§ Excerpted text:

Question

Let 2^(x+y)=10, 2^(y+z)=20 and 2^(z+x)=30 where x, y and z are any three real numbers. The value of 2^x is (1) 3/2 (2) root 15 (3) (root 6) /2 (4) 15

Answer 1

Given that,

$\longrightarrow2^{x+y}=10$

Multiply both sides by 2.

$\longrightarrow2^{x+y}\times2=10\times2$

$\longrightarrow2^{x+y+1}=20\quad\quad\dots(1)$

But given that,

$\longrightarrow2^{y+z}=20$

Comparing this with (1) we get,

$\longrightarrow x+y+1=y+z$

$\longrightarrow x+1=z\quad\quad\dots(2)$

Given that,

$\longrightarrow2^{z+x}=30$

From (2),

$\longrightarrow2^{2x+1}=30$

$\longrightarrow2^{2x}\times2=30$

$\longrightarrow(2^x)^2=15$

$\longrightarrow\underline{\underline{2^x=\sqrt{15}}}$

Hence (2) is the answer.

§ Written instruction: Rewrite the exponent problem above from "Let 2^(x+y)=10, 2^(y+z)=20" to "sides by 2.", changing "real numbers" to "positive numbers".

§ Information shown:
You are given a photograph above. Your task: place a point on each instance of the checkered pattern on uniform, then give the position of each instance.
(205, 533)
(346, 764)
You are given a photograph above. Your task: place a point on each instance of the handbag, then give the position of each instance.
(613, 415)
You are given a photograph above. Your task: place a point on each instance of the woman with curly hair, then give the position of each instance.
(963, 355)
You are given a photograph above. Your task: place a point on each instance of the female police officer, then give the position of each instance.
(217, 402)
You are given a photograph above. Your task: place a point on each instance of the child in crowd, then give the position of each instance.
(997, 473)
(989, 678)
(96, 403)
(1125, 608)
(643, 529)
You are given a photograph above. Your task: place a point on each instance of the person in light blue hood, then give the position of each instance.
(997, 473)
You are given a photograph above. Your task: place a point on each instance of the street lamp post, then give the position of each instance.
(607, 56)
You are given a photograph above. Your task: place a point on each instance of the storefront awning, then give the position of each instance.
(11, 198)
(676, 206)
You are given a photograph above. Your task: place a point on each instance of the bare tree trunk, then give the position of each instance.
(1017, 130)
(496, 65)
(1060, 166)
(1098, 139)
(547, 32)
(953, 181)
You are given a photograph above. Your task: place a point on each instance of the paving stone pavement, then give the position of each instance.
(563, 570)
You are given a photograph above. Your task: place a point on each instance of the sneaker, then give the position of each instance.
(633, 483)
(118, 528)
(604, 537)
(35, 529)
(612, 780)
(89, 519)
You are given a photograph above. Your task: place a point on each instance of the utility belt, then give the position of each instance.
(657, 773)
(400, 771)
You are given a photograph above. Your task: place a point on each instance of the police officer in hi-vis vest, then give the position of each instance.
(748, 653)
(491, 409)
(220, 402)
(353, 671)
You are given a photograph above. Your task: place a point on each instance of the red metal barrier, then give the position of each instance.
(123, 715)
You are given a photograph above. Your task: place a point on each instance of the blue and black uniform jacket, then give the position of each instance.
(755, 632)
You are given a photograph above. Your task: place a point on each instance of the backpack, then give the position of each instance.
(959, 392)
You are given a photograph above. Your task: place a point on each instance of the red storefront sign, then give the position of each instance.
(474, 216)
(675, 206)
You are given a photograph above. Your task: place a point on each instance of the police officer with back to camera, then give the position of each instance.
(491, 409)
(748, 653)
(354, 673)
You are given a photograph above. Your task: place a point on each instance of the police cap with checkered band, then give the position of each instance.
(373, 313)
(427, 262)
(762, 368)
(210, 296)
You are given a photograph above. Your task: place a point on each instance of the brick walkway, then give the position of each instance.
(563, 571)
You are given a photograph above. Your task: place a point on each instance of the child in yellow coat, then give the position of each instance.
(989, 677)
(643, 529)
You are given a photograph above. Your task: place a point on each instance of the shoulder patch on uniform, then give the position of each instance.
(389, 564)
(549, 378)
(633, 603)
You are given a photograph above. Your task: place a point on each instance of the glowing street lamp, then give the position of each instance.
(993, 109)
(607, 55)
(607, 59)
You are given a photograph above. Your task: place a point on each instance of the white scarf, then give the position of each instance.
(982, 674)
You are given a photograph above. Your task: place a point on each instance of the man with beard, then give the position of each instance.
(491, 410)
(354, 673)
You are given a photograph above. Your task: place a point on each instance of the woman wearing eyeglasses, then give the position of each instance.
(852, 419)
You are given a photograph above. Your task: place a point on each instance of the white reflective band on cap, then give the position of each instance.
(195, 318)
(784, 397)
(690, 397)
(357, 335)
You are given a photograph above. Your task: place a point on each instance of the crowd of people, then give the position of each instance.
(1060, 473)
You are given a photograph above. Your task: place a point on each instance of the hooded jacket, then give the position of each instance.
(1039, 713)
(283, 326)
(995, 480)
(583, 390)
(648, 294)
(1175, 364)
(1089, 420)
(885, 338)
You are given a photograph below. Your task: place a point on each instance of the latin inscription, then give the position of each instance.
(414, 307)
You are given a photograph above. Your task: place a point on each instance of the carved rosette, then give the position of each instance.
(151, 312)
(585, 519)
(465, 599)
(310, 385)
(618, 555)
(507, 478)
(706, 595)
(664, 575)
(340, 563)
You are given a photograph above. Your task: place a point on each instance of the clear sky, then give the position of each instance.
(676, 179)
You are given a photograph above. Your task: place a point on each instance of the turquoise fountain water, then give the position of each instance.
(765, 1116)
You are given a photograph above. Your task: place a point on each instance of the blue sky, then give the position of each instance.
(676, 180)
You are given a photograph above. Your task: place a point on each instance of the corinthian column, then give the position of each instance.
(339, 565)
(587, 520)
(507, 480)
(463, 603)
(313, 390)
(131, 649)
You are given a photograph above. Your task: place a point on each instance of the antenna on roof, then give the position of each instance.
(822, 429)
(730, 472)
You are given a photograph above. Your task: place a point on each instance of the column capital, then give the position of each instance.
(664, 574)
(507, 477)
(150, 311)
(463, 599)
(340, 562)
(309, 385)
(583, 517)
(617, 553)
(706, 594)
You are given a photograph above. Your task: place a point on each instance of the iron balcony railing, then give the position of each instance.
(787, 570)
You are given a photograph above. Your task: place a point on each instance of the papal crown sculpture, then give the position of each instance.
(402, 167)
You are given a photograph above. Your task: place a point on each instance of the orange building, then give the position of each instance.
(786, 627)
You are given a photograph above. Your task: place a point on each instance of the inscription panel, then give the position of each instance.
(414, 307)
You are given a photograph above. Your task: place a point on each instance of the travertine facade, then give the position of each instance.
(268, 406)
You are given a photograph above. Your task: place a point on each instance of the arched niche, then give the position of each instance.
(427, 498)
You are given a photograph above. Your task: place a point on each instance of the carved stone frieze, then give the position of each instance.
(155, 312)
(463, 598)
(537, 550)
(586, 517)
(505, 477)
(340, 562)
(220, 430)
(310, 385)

§ Response:
Let 2^(x+y)=10, 2^(y+z)=20 and 2^(z+x)=30 where x, y and z are any three positive numbers. The value of 2^x is (1) 3/2 (2) root 15 (3) (root 6) /2 (4) 15

Answer 1

Given that,

$\longrightarrow2^{x+y}=10$

Multiply both sides by 2.